▸ GIVEN PASSAGE
+ + + + + + +
Hankyung Association Compares and Analyzes Korea-China Advanced Industry Trade Specialization Index
Jan-Aug This Year: Korea 25.6 vs China 27.8... China Leads in Electrical and Mechanical Sectors
"Policy Support Including Extension of Tax Credit Sunset for National Strategic Technologies"

A survey revealed that South Korea has been overtaken by China in export competitiveness in advanced industries such as electrical and mechanical sectors for the past three years, and that South Korea's advanced companies' research and development (R&D) expenditures are only about one-quarter of China's. There are calls for urgent policy support, including extending the deadline for the national strategic technology tax credit under the Restriction of Special Taxation Act, which is set to expire at the end of the year.


"Korea Has Been Surpassed by China in Advanced Industries for 3 Years... R&D Also One-Quarter of China’s"

According to the analysis of advanced industry import-export data and advanced company financial data between South Korea and China released by the Korea Economic Association on the 28th, the Trade Specialization Index (TSI) for advanced industries from January to August this year was 25.6 for South Korea and 27.8 for China. The Trade Specialization Index indicates comparative advantage in specific products; a positive value (+) means a net exporting country, while a negative value (-) means a net importing country. The higher the index, the stronger the competitiveness. Since 2022, South Korea's index has been lower than China's for three consecutive years.


The gap widened significantly in electrical and mechanical sectors. The electrical sector gap expanded from 17.1 points in 2014 (South Korea 24.7, China 41.8) to 63.2 points this year (South Korea 5.3, China 68.5). In machinery, the gap increased from 17.1 points (South Korea 11.3, China 28.4) to 39.7 points (South Korea 12.3, China 52.0) over the same period. The mobility sector gap narrowed from 75.6 points (South Korea 67, China -8.6) to 6.3 points (South Korea 61.7, China 55.4). The chemical sector gap also decreased from 43.9 points (South Korea 23.4, China -20.5) to 23.5 points (South Korea 32.3, China 8.8). China's mobility sector turned positive (net export) in the Trade Specialization Index since 2018, and the chemical sector since 2022, marking the beginning of serious competition with South Korea.
+ + + + + + +
▸ EXCERPTED DATA
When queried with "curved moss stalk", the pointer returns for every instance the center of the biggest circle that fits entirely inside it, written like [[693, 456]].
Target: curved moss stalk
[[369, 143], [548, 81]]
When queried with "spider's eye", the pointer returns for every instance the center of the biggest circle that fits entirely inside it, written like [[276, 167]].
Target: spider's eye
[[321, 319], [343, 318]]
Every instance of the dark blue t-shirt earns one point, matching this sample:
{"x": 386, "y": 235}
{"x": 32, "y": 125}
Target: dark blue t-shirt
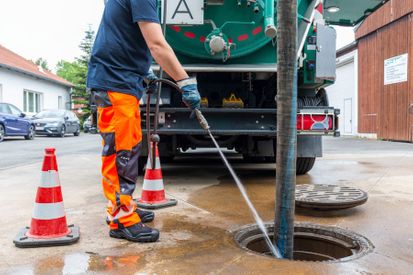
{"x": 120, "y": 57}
+ + + + + + +
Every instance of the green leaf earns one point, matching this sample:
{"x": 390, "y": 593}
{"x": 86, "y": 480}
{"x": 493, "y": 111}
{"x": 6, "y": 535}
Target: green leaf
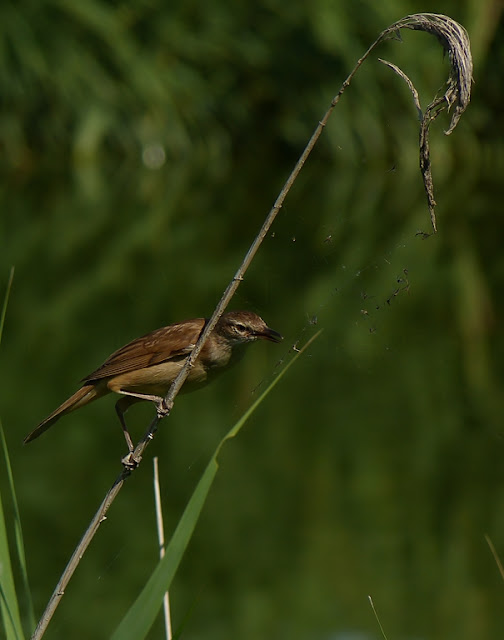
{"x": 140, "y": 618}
+ + + + + + +
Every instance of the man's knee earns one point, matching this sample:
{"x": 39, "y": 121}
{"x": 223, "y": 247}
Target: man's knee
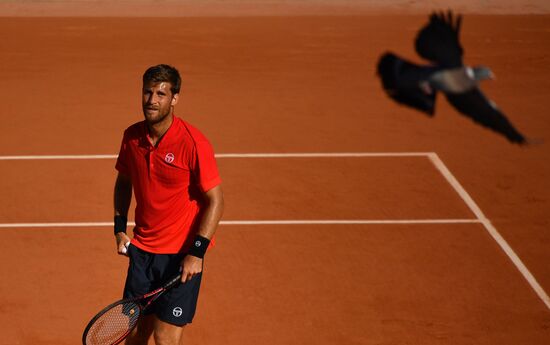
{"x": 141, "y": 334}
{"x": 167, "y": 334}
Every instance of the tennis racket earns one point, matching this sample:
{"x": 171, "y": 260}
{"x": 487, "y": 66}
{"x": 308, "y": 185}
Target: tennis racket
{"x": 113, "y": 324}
+ + + + + + +
Write what comes next in the article on Korea and China's competitiveness in advanced industries, picking up right after its final sentence.

▸ ANSWER TO THIS TASK
The R&D investment gap is widening. Using S&P Global data, the Korea Economic Association analyzed 32,888 companies (headquarters) from both countries and found that last year South Korean advanced companies spent $51.04 billion (approximately 71 trillion KRW) on R&D, while China spent $205.08 billion (approximately 286 trillion KRW). The ratio of R&D expenditure to sales was 3.5% for South Korea and 4.1% for China. Regarding the growth rate of R&D expenditure, South Korea recorded an average annual increase of 5.7% compared to 2013, while China recorded an average annual increase of 18.2% during the same period.


The Korea Economic Association stated that to secure South Korea's competitive edge in advanced industries, the scale of investment must be significantly increased. To encourage corporate investment, the R&D research environment must be improved through policy support. First, the period for the tax credit benefits on R&D and commercialization facility investments under the national strategic technology provision of the Restriction of Special Taxation Act, which expires at the end of this year, should be promptly extended. It also suggested proactively considering including artificial intelligence (AI), defense industry, and nuclear power in the national strategic technologies. The method of designating national strategic technologies should be changed from the current positive system (everything not allowed is prohibited) to a negative system (everything not prohibited is allowed).


To induce long-term investment, it is necessary to introduce a direct refund system during the tax credit process. The direct refund system reimburses the difference or the entire credit amount in cash when a company cannot fully utilize the tax credit due to a deficit in the current year. The United States is implementing this system through the Inflation Reduction Act (IRA). If introducing the direct refund system is difficult, the carryforward period should be extended beyond the current 10 years. Currently, tax credits can be carried forward and used within 10 years if profits are made, but the request is to extend this period.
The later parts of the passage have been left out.